### Quoted text
By last year, though, my miracle phone seemed about as high-tech as an anvil. My wife and kids loved their iPhones, but I refused to switch. I was the opposite of an early adopter: I was a tech laggard. 

Why? Mainly because I had seen too many smartphone zombies walking into traffic, texting during movies, posting photos of their meals, playing Candy Crush on the subway, and FaceTiming faraway friends, all while ignoring the people around them. So I held out. I hung on to my old dumbphone even after discovering that iPhone users have a secret color code to identify us laggards. When they text each other, their texts appear in blue, but flip-phoners’ texts are displayed in green, branding us as fuddy-duddies. 

I held out until my daughter texted me a picture I couldn’t receive. Lily is a published poet with an eye for striking images, but the high-res photo she sent was far beyond the four or five pixels my flip phone could handle. It buzzed, booped, and died.

### The tasks
a) Reproduce the flip-phone passage word for word, starting at "By last year, though, my" and ending at "a tech laggard.".
b) In the flip-phone passage, why did the writer refuse to switch to an iPhone? Explain in one to three sentences.

### Provided information
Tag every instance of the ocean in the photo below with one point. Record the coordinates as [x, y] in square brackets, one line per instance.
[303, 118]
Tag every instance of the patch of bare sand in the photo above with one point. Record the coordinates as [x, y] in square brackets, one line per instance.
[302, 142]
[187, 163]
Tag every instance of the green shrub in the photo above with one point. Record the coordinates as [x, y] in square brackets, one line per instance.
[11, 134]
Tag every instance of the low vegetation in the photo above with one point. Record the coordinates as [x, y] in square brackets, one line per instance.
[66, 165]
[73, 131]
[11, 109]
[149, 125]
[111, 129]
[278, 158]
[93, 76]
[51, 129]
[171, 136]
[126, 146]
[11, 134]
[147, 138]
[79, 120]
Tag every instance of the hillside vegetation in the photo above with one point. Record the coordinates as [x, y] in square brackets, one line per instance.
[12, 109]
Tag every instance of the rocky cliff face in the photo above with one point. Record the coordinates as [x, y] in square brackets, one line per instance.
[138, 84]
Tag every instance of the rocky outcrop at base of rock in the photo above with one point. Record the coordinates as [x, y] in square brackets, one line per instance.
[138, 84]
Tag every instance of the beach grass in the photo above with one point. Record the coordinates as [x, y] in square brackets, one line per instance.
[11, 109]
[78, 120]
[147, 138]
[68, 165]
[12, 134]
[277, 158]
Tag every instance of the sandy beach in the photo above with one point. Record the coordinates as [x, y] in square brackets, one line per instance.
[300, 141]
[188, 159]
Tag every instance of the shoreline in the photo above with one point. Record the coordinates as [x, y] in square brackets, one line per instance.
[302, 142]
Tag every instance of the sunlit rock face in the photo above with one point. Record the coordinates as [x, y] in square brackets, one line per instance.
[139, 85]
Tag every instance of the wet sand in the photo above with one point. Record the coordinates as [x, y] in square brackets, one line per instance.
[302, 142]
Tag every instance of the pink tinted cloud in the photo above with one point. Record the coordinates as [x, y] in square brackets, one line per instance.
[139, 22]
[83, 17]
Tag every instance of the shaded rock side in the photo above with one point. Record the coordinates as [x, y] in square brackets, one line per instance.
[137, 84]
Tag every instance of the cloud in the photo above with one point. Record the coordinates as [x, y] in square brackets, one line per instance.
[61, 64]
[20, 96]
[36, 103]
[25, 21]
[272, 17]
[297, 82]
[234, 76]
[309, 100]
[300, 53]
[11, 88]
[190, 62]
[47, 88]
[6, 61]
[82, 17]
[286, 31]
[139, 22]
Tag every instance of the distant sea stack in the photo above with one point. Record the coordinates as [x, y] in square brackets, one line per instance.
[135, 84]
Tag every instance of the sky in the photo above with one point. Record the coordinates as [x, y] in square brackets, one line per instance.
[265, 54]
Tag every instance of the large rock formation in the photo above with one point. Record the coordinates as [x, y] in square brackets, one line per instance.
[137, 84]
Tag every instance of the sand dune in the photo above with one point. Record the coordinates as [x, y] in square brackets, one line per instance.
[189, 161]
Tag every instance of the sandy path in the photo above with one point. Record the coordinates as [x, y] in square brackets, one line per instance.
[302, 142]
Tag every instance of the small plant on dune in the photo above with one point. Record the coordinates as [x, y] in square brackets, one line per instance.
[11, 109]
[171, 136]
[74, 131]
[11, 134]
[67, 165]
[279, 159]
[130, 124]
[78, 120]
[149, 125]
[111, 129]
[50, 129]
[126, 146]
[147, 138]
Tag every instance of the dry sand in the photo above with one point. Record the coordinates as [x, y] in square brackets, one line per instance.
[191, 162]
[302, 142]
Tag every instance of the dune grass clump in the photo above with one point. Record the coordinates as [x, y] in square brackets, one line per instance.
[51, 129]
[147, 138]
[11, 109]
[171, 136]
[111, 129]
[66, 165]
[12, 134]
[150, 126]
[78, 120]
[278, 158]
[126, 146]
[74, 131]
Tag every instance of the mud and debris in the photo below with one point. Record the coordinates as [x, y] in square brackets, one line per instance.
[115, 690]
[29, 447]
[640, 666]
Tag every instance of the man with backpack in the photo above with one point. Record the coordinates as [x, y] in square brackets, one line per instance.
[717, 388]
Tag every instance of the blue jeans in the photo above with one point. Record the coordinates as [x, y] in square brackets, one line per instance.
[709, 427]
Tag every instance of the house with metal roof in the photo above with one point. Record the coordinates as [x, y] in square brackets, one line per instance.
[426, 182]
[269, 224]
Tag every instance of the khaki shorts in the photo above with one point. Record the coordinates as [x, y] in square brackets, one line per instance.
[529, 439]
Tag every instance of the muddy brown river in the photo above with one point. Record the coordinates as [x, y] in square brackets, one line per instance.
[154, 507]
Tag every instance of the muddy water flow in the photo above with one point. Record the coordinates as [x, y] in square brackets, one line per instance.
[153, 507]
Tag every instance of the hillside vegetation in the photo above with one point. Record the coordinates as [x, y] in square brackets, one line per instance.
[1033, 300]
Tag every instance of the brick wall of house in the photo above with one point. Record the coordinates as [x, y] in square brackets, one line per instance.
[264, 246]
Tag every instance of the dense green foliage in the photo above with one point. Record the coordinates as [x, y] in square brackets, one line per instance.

### Worked solutions
a)
By last year, though, my miracle phone seemed about as high-tech as an anvil. My wife and kids loved their iPhones, but I refused to switch. I was the opposite of an early adopter: I was a tech laggard.

b) The writer had seen too many smartphone "zombies" walking into traffic, texting during movies, posting photos of their meals, playing Candy Crush on the subway, and FaceTiming faraway friends. All of this happened while they ignored the people around them, so the writer held out with an old dumbphone.